#### WHAT YOU NEED TO DO
Each entry below is to be printed verbatim.

+===+

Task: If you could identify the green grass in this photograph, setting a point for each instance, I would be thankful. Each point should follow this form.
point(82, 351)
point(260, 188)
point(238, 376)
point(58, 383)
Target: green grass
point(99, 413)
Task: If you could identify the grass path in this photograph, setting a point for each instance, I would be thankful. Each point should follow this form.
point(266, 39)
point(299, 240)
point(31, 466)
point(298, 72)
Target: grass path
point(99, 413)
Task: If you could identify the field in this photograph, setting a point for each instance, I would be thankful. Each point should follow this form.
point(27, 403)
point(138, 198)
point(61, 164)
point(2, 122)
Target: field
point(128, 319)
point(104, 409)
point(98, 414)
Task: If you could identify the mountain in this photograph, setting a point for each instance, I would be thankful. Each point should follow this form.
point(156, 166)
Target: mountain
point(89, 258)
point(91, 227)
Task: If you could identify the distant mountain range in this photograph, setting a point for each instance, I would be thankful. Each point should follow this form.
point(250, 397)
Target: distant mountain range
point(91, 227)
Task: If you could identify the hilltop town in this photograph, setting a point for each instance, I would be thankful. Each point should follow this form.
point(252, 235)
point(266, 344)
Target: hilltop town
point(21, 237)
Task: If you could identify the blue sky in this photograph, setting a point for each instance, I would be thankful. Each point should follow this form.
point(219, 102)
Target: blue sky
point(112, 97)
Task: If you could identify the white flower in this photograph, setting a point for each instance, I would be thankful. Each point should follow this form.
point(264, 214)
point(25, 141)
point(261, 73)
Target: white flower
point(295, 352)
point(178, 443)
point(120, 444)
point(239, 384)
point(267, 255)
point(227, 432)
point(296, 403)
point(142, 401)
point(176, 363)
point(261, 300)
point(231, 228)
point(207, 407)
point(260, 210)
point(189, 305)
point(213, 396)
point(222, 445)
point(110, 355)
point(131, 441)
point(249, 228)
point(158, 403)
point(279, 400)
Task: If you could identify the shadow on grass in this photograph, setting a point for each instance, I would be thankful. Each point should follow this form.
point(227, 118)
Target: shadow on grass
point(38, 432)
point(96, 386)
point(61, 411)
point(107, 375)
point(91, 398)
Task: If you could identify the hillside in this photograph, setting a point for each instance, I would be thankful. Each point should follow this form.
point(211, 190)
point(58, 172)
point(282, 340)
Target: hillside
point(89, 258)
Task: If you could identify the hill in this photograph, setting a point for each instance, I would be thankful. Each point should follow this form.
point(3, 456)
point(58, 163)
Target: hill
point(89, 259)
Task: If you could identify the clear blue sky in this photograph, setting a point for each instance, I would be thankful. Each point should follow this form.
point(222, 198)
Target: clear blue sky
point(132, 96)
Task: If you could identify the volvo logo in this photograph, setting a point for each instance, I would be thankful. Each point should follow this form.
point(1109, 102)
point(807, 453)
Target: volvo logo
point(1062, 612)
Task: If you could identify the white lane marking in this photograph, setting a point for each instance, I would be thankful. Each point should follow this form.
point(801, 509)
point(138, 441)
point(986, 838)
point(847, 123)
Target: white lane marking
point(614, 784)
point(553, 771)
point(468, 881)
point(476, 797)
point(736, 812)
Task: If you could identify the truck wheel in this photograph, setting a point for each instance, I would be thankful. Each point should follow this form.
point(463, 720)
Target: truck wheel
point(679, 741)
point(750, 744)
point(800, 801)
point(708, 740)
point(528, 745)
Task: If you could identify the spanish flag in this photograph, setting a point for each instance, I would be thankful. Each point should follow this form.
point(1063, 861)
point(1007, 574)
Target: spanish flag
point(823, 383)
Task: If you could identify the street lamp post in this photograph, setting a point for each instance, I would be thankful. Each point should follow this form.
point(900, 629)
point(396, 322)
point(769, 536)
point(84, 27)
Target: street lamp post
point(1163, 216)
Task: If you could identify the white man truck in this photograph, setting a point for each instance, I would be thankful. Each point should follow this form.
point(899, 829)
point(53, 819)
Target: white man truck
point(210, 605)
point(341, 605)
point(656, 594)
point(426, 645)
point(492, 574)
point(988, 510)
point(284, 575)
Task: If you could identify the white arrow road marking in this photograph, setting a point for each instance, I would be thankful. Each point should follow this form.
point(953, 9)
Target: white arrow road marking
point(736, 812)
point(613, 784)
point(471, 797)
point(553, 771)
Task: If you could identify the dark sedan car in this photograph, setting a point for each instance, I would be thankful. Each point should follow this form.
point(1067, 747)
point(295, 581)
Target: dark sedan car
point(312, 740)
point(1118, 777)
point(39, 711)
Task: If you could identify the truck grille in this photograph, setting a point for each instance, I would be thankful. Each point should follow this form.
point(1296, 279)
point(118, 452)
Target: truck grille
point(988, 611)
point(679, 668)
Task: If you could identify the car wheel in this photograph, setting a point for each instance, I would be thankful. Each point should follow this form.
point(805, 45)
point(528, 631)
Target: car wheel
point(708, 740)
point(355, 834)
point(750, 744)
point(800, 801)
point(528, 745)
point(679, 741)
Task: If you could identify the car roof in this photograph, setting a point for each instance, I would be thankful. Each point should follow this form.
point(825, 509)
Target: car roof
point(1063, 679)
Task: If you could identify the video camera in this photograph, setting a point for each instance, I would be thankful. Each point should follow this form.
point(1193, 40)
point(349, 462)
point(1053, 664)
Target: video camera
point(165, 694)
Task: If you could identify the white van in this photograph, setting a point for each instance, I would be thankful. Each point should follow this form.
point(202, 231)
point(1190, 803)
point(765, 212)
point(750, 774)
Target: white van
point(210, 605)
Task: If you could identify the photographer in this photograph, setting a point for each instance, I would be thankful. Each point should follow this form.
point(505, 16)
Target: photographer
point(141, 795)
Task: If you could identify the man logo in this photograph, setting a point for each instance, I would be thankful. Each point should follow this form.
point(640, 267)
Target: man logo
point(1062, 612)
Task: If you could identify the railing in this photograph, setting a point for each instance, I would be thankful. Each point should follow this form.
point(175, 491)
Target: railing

+===+

#### RESPONSE
Task: If you could identify the green grass in this photograph, setting a point for each instance, I would be thankful. Each point should follow this form.
point(82, 351)
point(260, 188)
point(238, 376)
point(58, 383)
Target: green grass
point(99, 413)
Task: If you could identify the grass path in this photograph, setting a point for each instance, I would be thankful. Each point should follow this form.
point(266, 39)
point(299, 240)
point(31, 466)
point(298, 72)
Target: grass path
point(99, 413)
Task: If you could identify the field in this photograph, setting a point for each instance, I would be thankful. Each point should follow this form.
point(27, 403)
point(138, 198)
point(61, 164)
point(2, 122)
Target: field
point(128, 319)
point(104, 409)
point(98, 414)
Task: If you could identify the mountain in this photograph, setting a point for each instance, I would be thankful. Each point should follow this form.
point(156, 166)
Target: mountain
point(89, 258)
point(91, 227)
Task: If you could identify the distant mountain range in this photograph, setting a point for each instance, I would be thankful. Each point should follow this form.
point(250, 397)
Target: distant mountain range
point(91, 227)
Task: If you could identify the hilltop town in this photograph, setting a point for each instance, I would be thankful. Each point should follow this form.
point(252, 235)
point(266, 344)
Target: hilltop town
point(21, 237)
Task: If you could identify the blue sky in this photograph, setting a point for each instance, I would be thankful. Each point should follow this form.
point(219, 102)
Target: blue sky
point(112, 97)
Task: If you could identify the white flower in this photograph, setting a point for each instance, I would be thankful. Each point should follow this form.
point(264, 214)
point(25, 141)
point(261, 73)
Target: white flower
point(295, 352)
point(178, 443)
point(120, 444)
point(239, 384)
point(267, 255)
point(227, 432)
point(296, 403)
point(142, 401)
point(176, 363)
point(261, 300)
point(231, 228)
point(207, 407)
point(260, 210)
point(189, 305)
point(213, 396)
point(222, 445)
point(110, 355)
point(131, 441)
point(249, 228)
point(158, 403)
point(279, 400)
Task: If you could identify the shadow on grass in this photograph, setting a point for each instance, I would be thankful. Each point should follow this form.
point(227, 118)
Target: shadow on grass
point(38, 432)
point(96, 386)
point(61, 411)
point(107, 375)
point(91, 398)
Task: If you could identify the hillside in this photograph, setting a point for each instance, I would be thankful. Each point should follow this form.
point(211, 190)
point(58, 172)
point(282, 340)
Target: hillside
point(89, 258)
Task: If you could identify the hill in this photograph, setting a point for each instance, I would be thankful. Each point should follow this form.
point(3, 456)
point(58, 163)
Target: hill
point(89, 259)
Task: If you could identify the clear blue sky in this photograph, setting a point for each instance, I would be thankful. Each point should follow this form.
point(222, 198)
Target: clear blue sky
point(132, 96)
Task: If you could identify the volvo logo in this photograph, setting a point for each instance, I would be thankful. Each point should follow this form.
point(1109, 102)
point(807, 453)
Target: volvo logo
point(1062, 612)
Task: If you could identify the white lane marking in this photograph, setting a point for each instance, I would be thankful. Each point should follow this form.
point(801, 509)
point(138, 441)
point(986, 838)
point(847, 123)
Target: white lane marking
point(614, 784)
point(553, 771)
point(468, 881)
point(476, 797)
point(736, 812)
Task: If you could identify the truck wheel in this photograph, setting a point for each instance, I would be thankful. Each point should follow this form.
point(463, 720)
Target: truck wheel
point(679, 741)
point(750, 744)
point(800, 801)
point(708, 740)
point(528, 745)
Task: If you could identify the spanish flag in this photograph, setting a point for each instance, I would be thankful. Each point should follow this form.
point(1063, 861)
point(1007, 574)
Target: spanish flag
point(823, 383)
Task: If you could identify the street lamp post in this photograph, setting a point for each instance, I would be thankful. Each point should follow this form.
point(900, 629)
point(396, 322)
point(769, 536)
point(84, 27)
Target: street lamp post
point(1163, 216)
Task: If you could identify the white man truck in this photograph, setting a point for each instance, I would be thankful. Each point should follow this form.
point(899, 829)
point(53, 819)
Target: white man truck
point(210, 605)
point(341, 605)
point(656, 594)
point(426, 645)
point(492, 574)
point(988, 510)
point(284, 575)
Task: If you could identify the white arrow road marking in this photograph, setting a point for each instance, I would be thankful. Each point should follow this form.
point(953, 9)
Target: white arrow road marking
point(736, 812)
point(613, 784)
point(471, 797)
point(553, 771)
Task: If you could identify the dark sedan car in this photograph, setting a point for each instance, I would be thankful. Each point should follow this form.
point(1067, 747)
point(295, 581)
Target: dark sedan car
point(312, 740)
point(1118, 777)
point(39, 711)
Task: If you could identify the truck grille in this photograph, setting a point for each instance, I would be thankful. Each point should follow this form.
point(1296, 279)
point(118, 452)
Target: truck grille
point(988, 611)
point(679, 668)
Task: If you could identify the car wheel in this photograph, setting a point for each instance, I would be thankful. Each point should follow this form.
point(805, 45)
point(528, 631)
Target: car wheel
point(708, 740)
point(355, 834)
point(750, 744)
point(800, 801)
point(528, 745)
point(679, 741)
Task: If you could identify the car roof in this photograph, setting a point for each instance, I would be thankful. Each point should follow this form.
point(825, 509)
Target: car roof
point(1063, 679)
Task: If you could identify the video camera in this photograph, setting a point for each instance, I would be thankful. Each point should follow this form.
point(1193, 40)
point(349, 462)
point(1053, 664)
Target: video camera
point(165, 694)
Task: If you could identify the white van in this photograph, setting a point for each instance, I would be thankful. Each point should follow this form.
point(202, 231)
point(1190, 803)
point(765, 212)
point(750, 774)
Target: white van
point(210, 605)
Task: If you could identify the photographer in this photograph, setting a point for each instance, I would be thankful. Each point should follow this form.
point(505, 16)
Target: photographer
point(141, 795)
Task: If you could identify the man logo in this photograph, setting a point for each instance, I would be thankful. Each point should follow this form.
point(640, 267)
Target: man logo
point(1062, 612)
Task: If you could identify the railing in this photograph, setting a point for each instance, I would be thankful. Each point should follow this form.
point(175, 491)
Target: railing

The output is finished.